**Exercise text:**
Everywhere they look mathematicians seem to find patterns in nature. But a strange link between how zebra stripes form and how sperm swim is almost as weird as it gets.
Taking cues from how stripes and spots are thought to form in organisms as diverse as zebra and giant pufferfish, the researchers analyzed the animated patterns made by the whirring flagellum of sperm.
The work harks back to Alan Turing, the English mathematician who, amongst other things like cracking codes, proposed an idea for how squiggly or spotty patterns arise in nature.
Turing described what are now known as reaction-diffusion systems, to suggest biological patterning could result quite simply from the reaction of two molecules diffusing across space.
"In 1952, Turing unlocked the reaction-diffusion basis of chemical patterns," says Hermes Bloomfield-Gadêlha, an applied mathematician and robotics engineer at the University of Bristol in the UK who completed the research along with graduate student James Cass.
"We show that the 'atom' of motion in the cellular world, the flagellum, uses Turing's template to shape, instead, patterns of movement driving tail motion that pushes sperm forwards."
Before we go much further, it's worth noting that despite Turing's prowess, reaction-diffusion models have been long debated, with experimental biologists questioning how realistic they are. As with any mathematical model, they simplify the complexity of nature into a few parameters.

**Explore the material:**
• a. According to the article on zebra stripes and sperm, why have reaction-diffusion models long been debated? Answer in one to three sentences.
• b. Please continue the article on zebra stripes and sperm, starting after its last sentence.

**Data for analysis:**

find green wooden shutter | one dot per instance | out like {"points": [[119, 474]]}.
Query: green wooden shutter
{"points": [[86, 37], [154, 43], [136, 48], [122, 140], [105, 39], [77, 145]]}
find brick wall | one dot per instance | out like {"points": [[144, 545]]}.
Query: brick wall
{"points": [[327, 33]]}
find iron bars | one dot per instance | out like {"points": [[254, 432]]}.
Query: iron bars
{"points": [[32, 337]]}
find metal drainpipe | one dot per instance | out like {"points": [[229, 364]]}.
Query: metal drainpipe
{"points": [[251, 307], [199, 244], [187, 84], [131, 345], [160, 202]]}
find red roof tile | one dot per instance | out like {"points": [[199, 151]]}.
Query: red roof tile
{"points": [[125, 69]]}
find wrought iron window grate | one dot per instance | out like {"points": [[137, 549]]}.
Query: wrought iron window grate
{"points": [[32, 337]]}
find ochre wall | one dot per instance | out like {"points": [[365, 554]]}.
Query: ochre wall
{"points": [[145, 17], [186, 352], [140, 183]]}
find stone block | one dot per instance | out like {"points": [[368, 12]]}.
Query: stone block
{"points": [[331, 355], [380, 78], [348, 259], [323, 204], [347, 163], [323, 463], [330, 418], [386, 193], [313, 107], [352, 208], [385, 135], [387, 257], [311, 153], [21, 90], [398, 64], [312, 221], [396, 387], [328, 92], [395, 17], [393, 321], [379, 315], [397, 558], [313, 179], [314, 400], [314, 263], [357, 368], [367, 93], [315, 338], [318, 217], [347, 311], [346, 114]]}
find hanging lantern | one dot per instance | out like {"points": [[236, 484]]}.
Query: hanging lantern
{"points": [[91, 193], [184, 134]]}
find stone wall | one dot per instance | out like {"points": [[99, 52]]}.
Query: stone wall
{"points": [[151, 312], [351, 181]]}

**Answers by item number:**
• a. Experimental biologists have questioned how realistic reaction-diffusion models are. Like any mathematical model, they reduce the complexity of nature to a few parameters.

• b.
That said, mathematical models can be a useful tool for conceptualizing complex behaviors, like the swiveling motion of a sperm's tail, the flagellum.
"By isolating the essential elements of the flagellar beat in a minimal model, we discovered that reaction-diffusion dynamics account well for the observed flagellar beating patterns," Cass and Bloomfield-Gadêlha explain in their paper.
"The oscillatory dynamics are analogous to those observed in chemical systems."
Instead of chemical species freely reacting and diffusing in space, what Cass and Bloomfield-Gadêlha describe are the "tug-of-war reaction-kinetics" of molecular motors that are anchored in the flagellar structure, and the shear deformation that they generate, which diffuses away down the slender, bendy appendages.
In other words, the beating motion of a flagellum starts with molecular motors at its base and creates oscillations that whip down its floppy structure in waves. This process can be modeled with reaction-diffusion dynamics and, as you can see in the image above, these movements create band-like patterns.
Recognizing the limitations of their model, however, the researchers went one step further, comparing their simulations to experimental data from published studies, of sperm and Chlamydomonas reinhardtii, which is a single-celled green algae.
Recent studies have revealed just how complex the machinations of sperm are, describing the axoneme, the molecular machine that powers flagellum and sperm motility, as a "veritable molecular behemoth comprised of hundreds of different proteins."
Yet Cass and Bloomfield-Gadêlha found their simplified model of flagella mechanics sufficiently captured flagella movement, producing beating patterns that mimicked those of eukaryotic flagella.
"We show that this mathematical 'recipe' is followed by two very distant species – bull sperm and Chlamydomonas, a green algae that is used as a model organism across science – suggesting that nature replicates similar solutions," says Bloomfield-Gadêlha.
While these models might sound like some trivial fun, simulating the mechanisms of sperm flagella could have serious implications for our understanding of sperm motility, which affects male fertility.
The study has been published in Nature Communications.